**Rows from a box labeling dataset**.
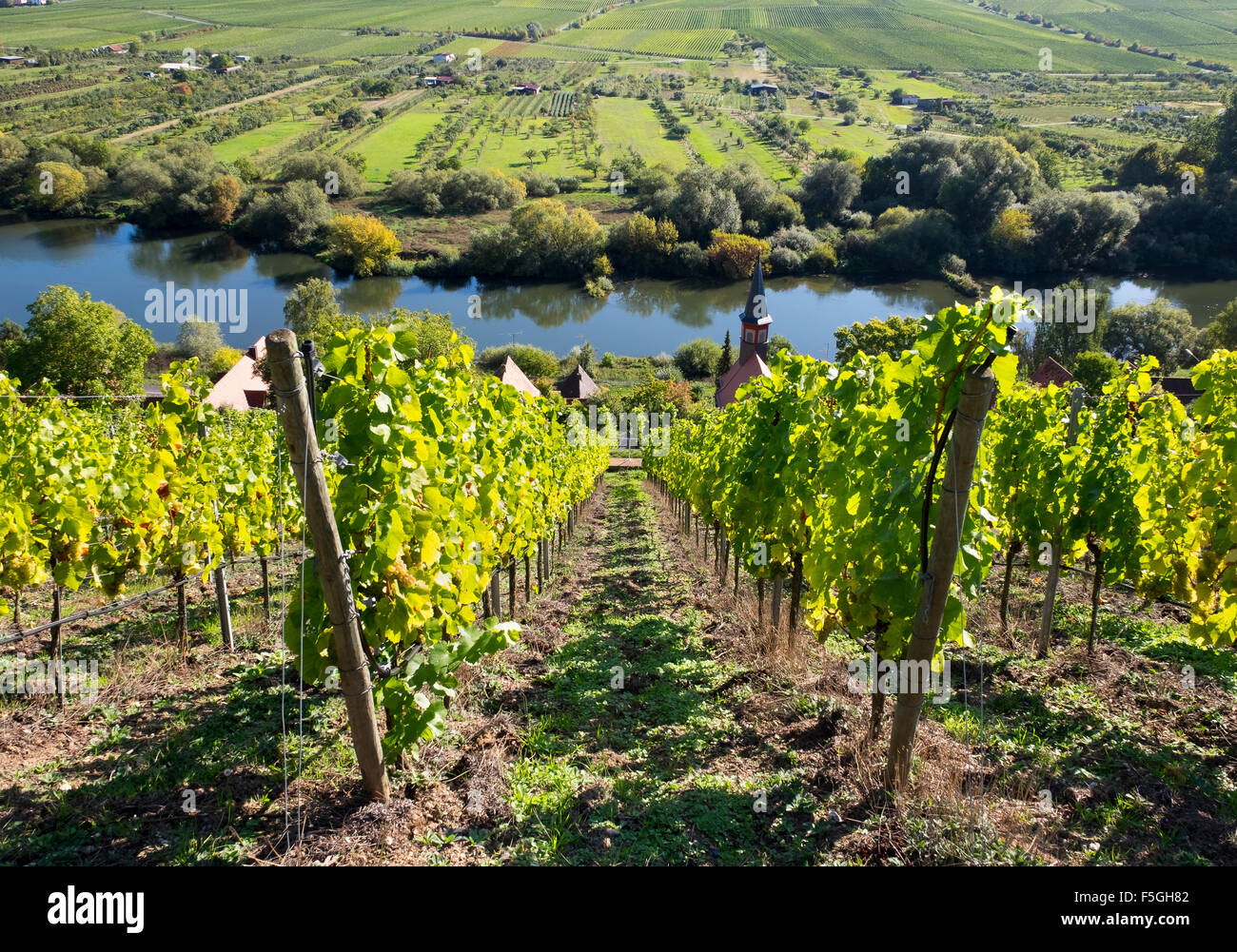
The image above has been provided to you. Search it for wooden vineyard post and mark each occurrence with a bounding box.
[490,565,502,618]
[172,569,189,654]
[1031,387,1084,658]
[257,555,271,628]
[214,565,236,651]
[52,582,65,708]
[266,328,391,803]
[213,503,236,651]
[787,553,803,648]
[1001,536,1022,633]
[885,367,996,790]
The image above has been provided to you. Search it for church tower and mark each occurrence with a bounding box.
[736,259,774,363]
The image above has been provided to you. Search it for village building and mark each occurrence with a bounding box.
[1030,358,1073,387]
[499,354,540,397]
[714,259,774,407]
[206,338,267,411]
[554,363,601,402]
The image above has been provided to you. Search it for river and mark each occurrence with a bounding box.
[0,220,1237,358]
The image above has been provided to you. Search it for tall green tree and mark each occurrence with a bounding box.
[16,284,155,395]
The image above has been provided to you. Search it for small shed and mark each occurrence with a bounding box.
[499,354,540,397]
[1031,358,1073,387]
[554,363,601,400]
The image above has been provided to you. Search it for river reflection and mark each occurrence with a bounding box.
[0,220,1237,358]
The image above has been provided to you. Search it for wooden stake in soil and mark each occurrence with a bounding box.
[257,555,271,627]
[885,367,996,790]
[266,328,391,803]
[1035,387,1084,658]
[52,585,65,708]
[1001,536,1022,631]
[787,553,803,648]
[490,566,502,618]
[214,565,236,651]
[1086,538,1104,654]
[172,569,189,654]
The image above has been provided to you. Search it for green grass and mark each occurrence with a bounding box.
[346,108,444,183]
[593,96,688,168]
[214,119,319,162]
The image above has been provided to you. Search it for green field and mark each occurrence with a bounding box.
[214,119,319,162]
[346,110,442,182]
[0,0,1237,73]
[594,99,688,168]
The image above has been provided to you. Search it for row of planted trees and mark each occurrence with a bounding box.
[644,292,1237,787]
[285,325,609,761]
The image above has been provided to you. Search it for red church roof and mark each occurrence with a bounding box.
[714,353,772,407]
[1031,358,1073,387]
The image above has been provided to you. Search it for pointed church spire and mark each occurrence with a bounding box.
[738,259,774,363]
[743,259,768,321]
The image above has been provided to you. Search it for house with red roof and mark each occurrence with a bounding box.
[714,259,774,407]
[206,338,267,411]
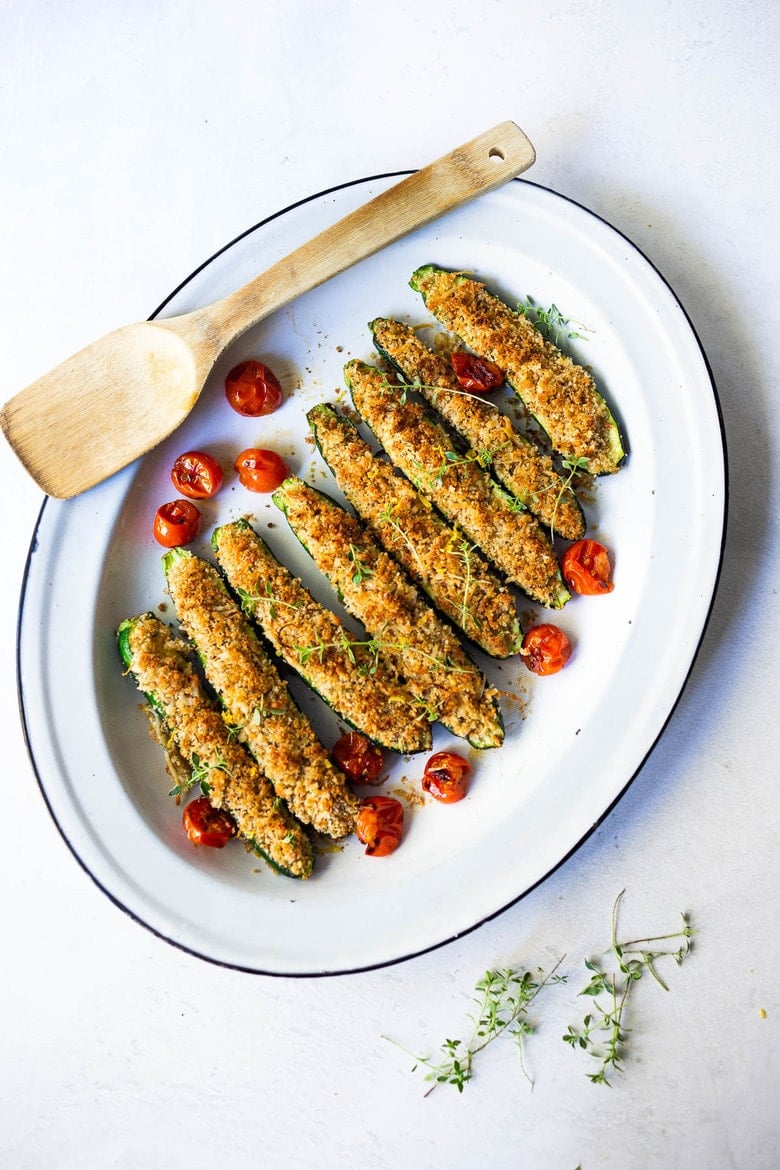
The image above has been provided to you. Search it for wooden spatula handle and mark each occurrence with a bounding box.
[203,122,536,344]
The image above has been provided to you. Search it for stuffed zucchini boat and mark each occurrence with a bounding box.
[368,317,585,541]
[409,264,626,475]
[163,549,358,838]
[306,402,523,659]
[272,476,504,748]
[344,360,571,610]
[212,519,432,753]
[117,613,313,878]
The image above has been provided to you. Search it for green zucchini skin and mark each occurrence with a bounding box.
[212,519,432,755]
[368,317,586,541]
[272,476,504,749]
[409,264,626,475]
[344,359,571,610]
[306,402,523,659]
[117,612,313,878]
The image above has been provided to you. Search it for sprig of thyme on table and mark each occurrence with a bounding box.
[385,956,567,1096]
[562,890,695,1085]
[384,890,696,1096]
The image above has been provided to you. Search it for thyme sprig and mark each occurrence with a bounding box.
[550,455,588,541]
[168,750,233,797]
[516,296,593,349]
[562,890,696,1086]
[379,376,507,411]
[347,544,374,585]
[382,890,696,1096]
[294,631,471,674]
[385,956,567,1096]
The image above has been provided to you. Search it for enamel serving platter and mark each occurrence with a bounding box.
[19,176,726,976]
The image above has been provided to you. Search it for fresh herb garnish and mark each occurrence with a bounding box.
[384,890,696,1096]
[385,957,567,1096]
[517,296,593,349]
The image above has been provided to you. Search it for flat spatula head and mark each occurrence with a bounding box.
[0,322,207,500]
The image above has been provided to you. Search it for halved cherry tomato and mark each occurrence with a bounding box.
[520,622,572,674]
[560,538,615,596]
[333,731,385,784]
[171,450,222,500]
[422,751,471,804]
[450,350,504,394]
[154,500,201,549]
[235,447,290,491]
[181,797,237,849]
[225,362,282,418]
[354,797,403,858]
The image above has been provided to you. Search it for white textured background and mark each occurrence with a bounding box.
[0,0,780,1170]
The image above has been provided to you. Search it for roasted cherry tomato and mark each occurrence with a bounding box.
[520,622,572,674]
[560,538,615,596]
[354,797,403,858]
[422,751,471,804]
[171,450,222,500]
[154,500,200,549]
[181,797,236,849]
[333,731,385,784]
[225,362,282,418]
[450,350,504,394]
[235,447,290,491]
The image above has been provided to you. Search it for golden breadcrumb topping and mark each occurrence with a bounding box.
[165,550,358,838]
[274,479,504,748]
[414,267,623,475]
[309,405,523,658]
[345,360,570,608]
[129,614,313,878]
[214,521,430,752]
[371,318,585,541]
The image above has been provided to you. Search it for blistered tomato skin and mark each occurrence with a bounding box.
[520,622,572,675]
[225,360,283,419]
[560,538,615,597]
[235,447,290,491]
[333,731,385,784]
[181,797,236,849]
[354,797,403,858]
[171,450,223,500]
[450,350,504,394]
[422,751,471,804]
[153,500,201,549]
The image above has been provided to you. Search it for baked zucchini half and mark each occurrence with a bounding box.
[306,402,523,659]
[163,548,358,838]
[368,317,586,541]
[212,519,432,753]
[409,264,626,475]
[344,359,571,610]
[117,613,315,878]
[272,476,504,748]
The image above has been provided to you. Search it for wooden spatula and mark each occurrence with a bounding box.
[0,122,536,500]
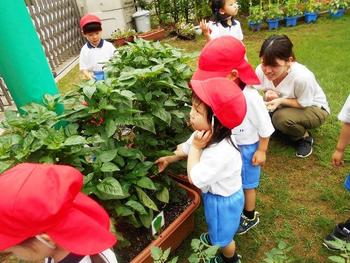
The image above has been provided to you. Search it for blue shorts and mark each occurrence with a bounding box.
[344,173,350,191]
[202,188,244,247]
[238,142,260,189]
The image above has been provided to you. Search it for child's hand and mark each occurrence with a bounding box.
[199,19,210,38]
[252,150,266,166]
[154,156,171,173]
[192,130,213,149]
[332,150,344,166]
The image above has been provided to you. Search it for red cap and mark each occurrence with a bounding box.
[80,14,101,29]
[190,78,247,129]
[0,163,116,255]
[192,36,260,85]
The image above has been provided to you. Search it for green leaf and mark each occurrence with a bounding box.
[125,200,147,215]
[135,187,158,211]
[156,187,169,203]
[106,119,117,138]
[98,149,118,163]
[96,177,126,200]
[115,205,134,216]
[136,177,156,190]
[139,210,153,228]
[83,86,96,99]
[64,135,87,146]
[101,162,120,172]
[153,108,171,125]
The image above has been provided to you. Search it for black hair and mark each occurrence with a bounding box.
[259,35,295,67]
[83,22,102,34]
[211,0,236,27]
[192,92,239,151]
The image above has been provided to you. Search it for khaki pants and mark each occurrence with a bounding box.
[271,106,329,141]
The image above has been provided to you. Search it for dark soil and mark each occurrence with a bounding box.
[116,195,191,263]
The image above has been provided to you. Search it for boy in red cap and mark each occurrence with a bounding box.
[0,163,117,263]
[192,36,274,234]
[79,14,116,80]
[156,78,246,263]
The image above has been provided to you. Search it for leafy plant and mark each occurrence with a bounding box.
[265,0,283,19]
[263,241,293,263]
[151,239,219,263]
[111,28,136,39]
[328,0,349,14]
[248,1,265,23]
[175,20,196,40]
[328,239,350,263]
[284,0,302,17]
[304,0,321,13]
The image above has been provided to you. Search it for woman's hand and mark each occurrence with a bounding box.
[154,156,171,173]
[264,90,280,101]
[192,130,213,150]
[265,98,282,112]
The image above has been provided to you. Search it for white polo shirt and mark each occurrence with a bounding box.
[255,62,330,113]
[208,20,243,41]
[338,95,350,123]
[79,39,116,71]
[181,133,242,196]
[232,86,275,145]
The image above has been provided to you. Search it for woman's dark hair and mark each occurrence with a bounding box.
[83,23,102,34]
[259,35,295,67]
[211,0,236,27]
[192,92,239,151]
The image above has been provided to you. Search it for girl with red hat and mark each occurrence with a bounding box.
[156,78,246,262]
[0,163,117,263]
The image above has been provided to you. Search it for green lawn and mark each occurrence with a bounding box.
[54,12,350,263]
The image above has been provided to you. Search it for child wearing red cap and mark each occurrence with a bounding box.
[79,14,116,80]
[192,36,274,234]
[200,0,243,41]
[156,78,246,262]
[0,163,117,263]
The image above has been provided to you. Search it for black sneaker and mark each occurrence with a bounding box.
[323,225,350,250]
[236,211,260,235]
[296,136,314,158]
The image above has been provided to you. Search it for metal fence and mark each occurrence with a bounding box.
[25,0,84,75]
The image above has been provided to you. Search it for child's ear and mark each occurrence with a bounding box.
[227,69,239,81]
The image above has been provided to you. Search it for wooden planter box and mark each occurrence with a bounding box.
[137,28,165,40]
[131,183,200,263]
[114,36,134,47]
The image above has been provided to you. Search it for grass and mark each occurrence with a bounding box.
[6,14,350,263]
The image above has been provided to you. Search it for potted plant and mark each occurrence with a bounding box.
[111,28,136,47]
[0,39,197,263]
[137,27,165,40]
[175,20,196,40]
[328,0,348,18]
[304,0,321,24]
[284,0,302,26]
[265,0,283,30]
[248,1,265,31]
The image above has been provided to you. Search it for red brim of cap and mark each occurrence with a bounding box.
[192,60,260,85]
[46,193,117,255]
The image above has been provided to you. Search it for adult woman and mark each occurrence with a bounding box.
[256,35,330,157]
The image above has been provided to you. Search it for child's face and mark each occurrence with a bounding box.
[190,100,210,131]
[84,31,102,47]
[261,59,291,81]
[222,0,238,16]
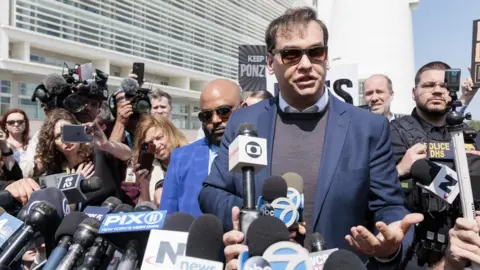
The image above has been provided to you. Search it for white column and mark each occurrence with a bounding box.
[0,0,11,25]
[12,42,30,62]
[168,77,190,89]
[0,30,10,60]
[329,0,416,113]
[92,59,110,74]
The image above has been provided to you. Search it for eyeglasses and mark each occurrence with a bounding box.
[417,82,448,91]
[272,46,328,66]
[7,120,25,126]
[198,106,233,123]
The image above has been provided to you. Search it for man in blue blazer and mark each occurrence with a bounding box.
[160,79,242,218]
[199,5,423,262]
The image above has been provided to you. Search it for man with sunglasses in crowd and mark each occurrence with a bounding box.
[199,8,423,264]
[160,79,242,217]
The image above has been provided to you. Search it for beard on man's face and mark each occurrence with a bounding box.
[417,102,450,118]
[202,124,224,146]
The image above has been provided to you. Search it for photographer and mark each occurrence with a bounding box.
[390,62,479,267]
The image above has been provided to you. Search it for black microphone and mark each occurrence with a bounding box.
[0,201,60,267]
[57,217,100,270]
[246,216,290,257]
[44,212,88,269]
[117,202,162,270]
[58,174,102,203]
[310,232,326,252]
[133,202,157,212]
[323,249,367,270]
[257,175,287,216]
[228,123,267,242]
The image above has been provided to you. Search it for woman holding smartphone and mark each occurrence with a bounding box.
[34,109,117,205]
[133,115,188,206]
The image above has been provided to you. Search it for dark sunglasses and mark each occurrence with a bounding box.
[272,46,328,66]
[7,120,25,126]
[198,106,233,123]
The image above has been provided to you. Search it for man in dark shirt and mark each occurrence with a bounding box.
[390,62,478,269]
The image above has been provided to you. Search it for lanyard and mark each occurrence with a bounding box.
[125,130,133,150]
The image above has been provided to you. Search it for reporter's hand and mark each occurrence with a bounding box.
[115,92,133,125]
[5,178,40,205]
[445,212,480,269]
[397,143,427,176]
[70,161,95,179]
[223,206,248,270]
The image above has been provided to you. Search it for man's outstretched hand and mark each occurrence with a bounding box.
[345,214,423,258]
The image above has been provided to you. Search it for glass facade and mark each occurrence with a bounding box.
[13,0,294,79]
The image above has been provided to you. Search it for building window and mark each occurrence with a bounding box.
[18,82,45,120]
[0,97,10,115]
[1,81,12,94]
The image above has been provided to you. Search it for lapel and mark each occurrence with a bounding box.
[255,97,278,192]
[193,138,210,181]
[313,94,350,228]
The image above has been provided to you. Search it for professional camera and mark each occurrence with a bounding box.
[63,69,108,113]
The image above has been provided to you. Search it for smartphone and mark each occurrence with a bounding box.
[132,63,145,86]
[62,125,93,143]
[138,142,155,171]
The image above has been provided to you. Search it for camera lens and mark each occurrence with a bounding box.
[135,99,150,114]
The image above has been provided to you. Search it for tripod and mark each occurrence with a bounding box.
[445,70,480,270]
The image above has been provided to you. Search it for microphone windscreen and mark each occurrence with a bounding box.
[23,187,70,219]
[410,159,442,186]
[113,203,133,213]
[55,212,88,243]
[101,196,122,212]
[237,123,258,137]
[262,175,288,202]
[80,176,103,192]
[323,249,367,270]
[162,212,195,232]
[246,216,290,257]
[43,73,67,95]
[120,77,140,93]
[185,214,223,261]
[133,201,156,212]
[282,172,303,194]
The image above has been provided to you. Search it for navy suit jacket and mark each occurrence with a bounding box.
[160,138,209,218]
[199,95,413,262]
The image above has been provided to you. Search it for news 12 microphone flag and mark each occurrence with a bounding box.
[471,20,480,87]
[238,45,267,91]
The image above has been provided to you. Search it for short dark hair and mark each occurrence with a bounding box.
[248,90,273,100]
[265,7,328,52]
[149,88,172,107]
[415,61,451,87]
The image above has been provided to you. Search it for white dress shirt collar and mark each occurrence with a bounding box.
[278,86,330,113]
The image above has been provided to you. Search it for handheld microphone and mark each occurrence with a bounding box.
[410,159,460,204]
[282,172,304,222]
[175,214,223,270]
[257,175,287,216]
[44,212,88,269]
[58,174,102,203]
[142,212,195,270]
[0,207,23,250]
[238,216,290,270]
[117,202,166,270]
[57,217,100,270]
[228,123,267,242]
[0,201,60,266]
[323,249,367,270]
[308,232,338,269]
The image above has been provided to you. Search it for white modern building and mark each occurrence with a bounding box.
[0,0,304,136]
[314,0,419,114]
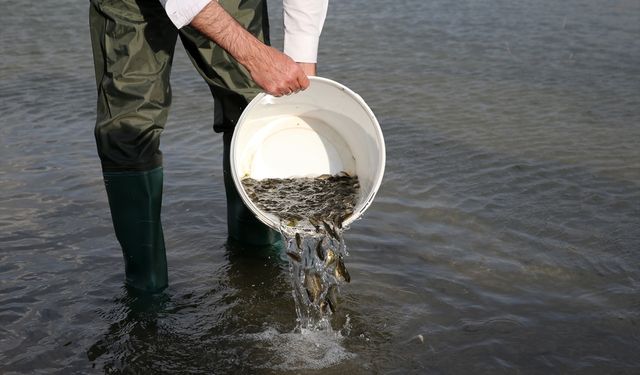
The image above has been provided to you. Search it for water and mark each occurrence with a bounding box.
[242,173,360,231]
[241,176,360,332]
[0,0,640,374]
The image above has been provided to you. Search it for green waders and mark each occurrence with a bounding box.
[90,0,280,291]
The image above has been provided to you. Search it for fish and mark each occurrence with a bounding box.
[304,269,323,303]
[334,256,351,283]
[296,233,302,250]
[316,237,325,262]
[325,284,338,314]
[324,249,337,267]
[287,251,302,263]
[322,221,339,240]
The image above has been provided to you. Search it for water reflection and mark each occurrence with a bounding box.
[87,243,364,373]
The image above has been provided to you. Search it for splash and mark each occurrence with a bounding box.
[242,172,360,332]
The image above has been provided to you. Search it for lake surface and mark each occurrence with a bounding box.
[0,0,640,375]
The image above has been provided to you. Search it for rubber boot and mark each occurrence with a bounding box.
[103,167,168,292]
[223,132,284,250]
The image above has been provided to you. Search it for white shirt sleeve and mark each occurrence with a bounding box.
[282,0,329,63]
[160,0,211,29]
[160,0,329,63]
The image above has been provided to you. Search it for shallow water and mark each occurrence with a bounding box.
[0,0,640,374]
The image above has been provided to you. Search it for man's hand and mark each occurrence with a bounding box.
[191,1,315,96]
[241,45,309,96]
[298,63,316,76]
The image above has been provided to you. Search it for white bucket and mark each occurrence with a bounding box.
[230,77,385,229]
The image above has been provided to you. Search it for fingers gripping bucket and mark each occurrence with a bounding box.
[230,77,386,229]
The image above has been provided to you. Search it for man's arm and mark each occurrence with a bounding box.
[191,1,309,96]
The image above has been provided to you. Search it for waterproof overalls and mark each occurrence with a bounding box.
[90,0,280,291]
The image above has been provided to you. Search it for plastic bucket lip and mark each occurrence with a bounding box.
[230,76,386,230]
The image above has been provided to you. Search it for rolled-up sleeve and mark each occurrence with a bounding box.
[282,0,329,63]
[160,0,211,29]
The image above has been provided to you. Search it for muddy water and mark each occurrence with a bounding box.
[0,0,640,375]
[242,176,360,331]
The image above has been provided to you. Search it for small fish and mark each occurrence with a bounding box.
[326,284,338,314]
[304,270,322,303]
[322,221,339,240]
[309,217,320,232]
[296,233,302,250]
[287,251,302,263]
[334,256,351,283]
[316,237,325,262]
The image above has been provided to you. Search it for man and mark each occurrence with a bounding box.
[90,0,328,292]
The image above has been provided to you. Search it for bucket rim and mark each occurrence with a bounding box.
[229,76,386,230]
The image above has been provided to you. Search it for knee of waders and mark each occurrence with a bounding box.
[94,118,162,171]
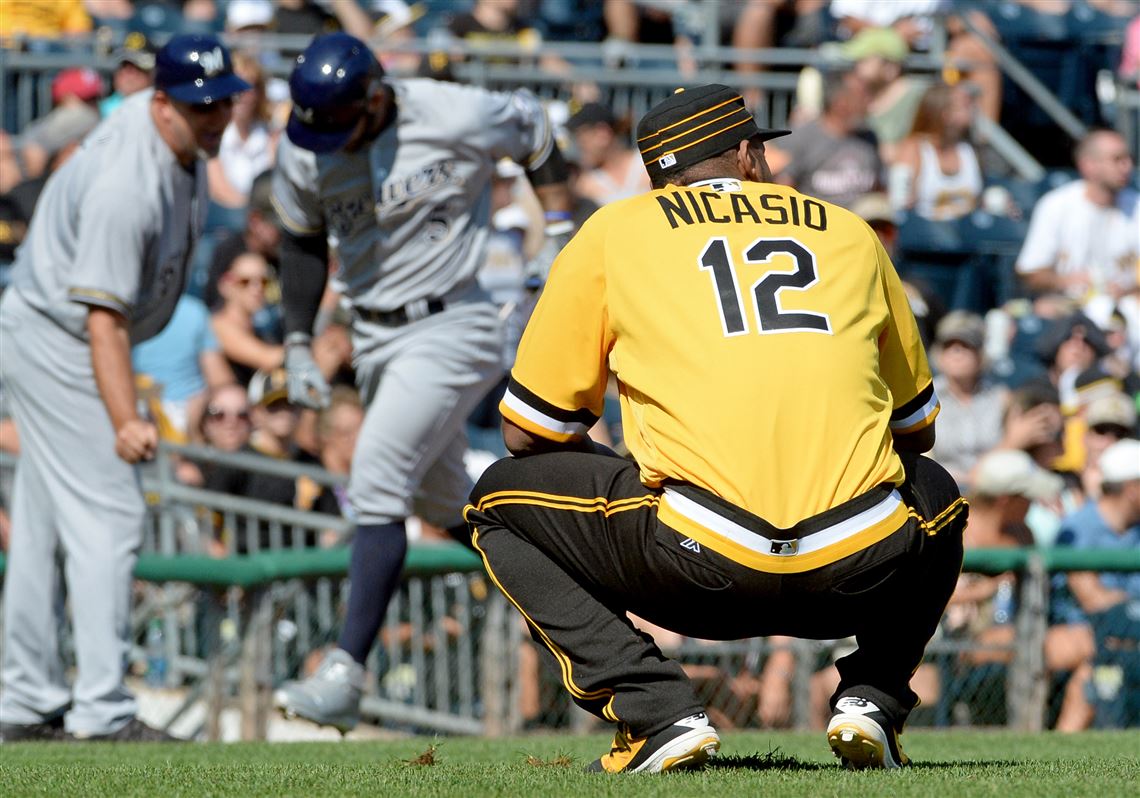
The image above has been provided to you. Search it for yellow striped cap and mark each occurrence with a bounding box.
[637,83,791,177]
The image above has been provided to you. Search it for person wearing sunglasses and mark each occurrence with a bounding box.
[0,34,250,742]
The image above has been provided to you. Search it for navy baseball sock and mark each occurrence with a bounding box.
[337,521,408,665]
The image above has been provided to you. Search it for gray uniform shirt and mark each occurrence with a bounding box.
[274,79,553,310]
[13,91,206,343]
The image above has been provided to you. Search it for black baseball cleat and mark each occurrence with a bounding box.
[586,713,720,773]
[0,715,67,742]
[73,718,186,742]
[828,695,911,771]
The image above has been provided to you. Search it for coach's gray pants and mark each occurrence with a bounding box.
[349,294,503,527]
[0,290,145,735]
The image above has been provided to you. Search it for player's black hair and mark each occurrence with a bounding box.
[650,147,739,188]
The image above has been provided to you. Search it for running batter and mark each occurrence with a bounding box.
[274,33,571,731]
[0,35,250,741]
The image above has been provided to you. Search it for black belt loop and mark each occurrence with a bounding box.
[353,299,447,327]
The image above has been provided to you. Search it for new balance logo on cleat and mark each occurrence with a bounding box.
[828,695,910,771]
[836,697,881,715]
[586,713,720,773]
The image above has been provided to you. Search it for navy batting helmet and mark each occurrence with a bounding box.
[285,33,384,153]
[154,33,250,104]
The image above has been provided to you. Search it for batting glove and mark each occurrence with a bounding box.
[285,333,331,410]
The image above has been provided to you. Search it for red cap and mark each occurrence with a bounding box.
[51,66,105,105]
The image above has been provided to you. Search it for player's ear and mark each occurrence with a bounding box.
[736,139,763,181]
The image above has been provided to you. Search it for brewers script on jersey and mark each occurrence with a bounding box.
[274,80,553,310]
[502,180,937,568]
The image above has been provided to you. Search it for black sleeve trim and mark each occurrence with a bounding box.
[506,374,599,428]
[278,230,328,336]
[890,382,934,420]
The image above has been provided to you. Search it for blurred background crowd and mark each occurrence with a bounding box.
[0,0,1140,730]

**What this task involves**. Can you arrange the entries above as a numbered list, starting with the line that contains "for red brim" and ending with the line that contains "[46,193,117,255]", both included, and leave out any blank lines?

**Expected answer**.
1. The image above has been provided to you. Search it for red brim of cap and mark each occurrence with a bounding box.
2. [192,60,260,85]
3. [46,193,117,255]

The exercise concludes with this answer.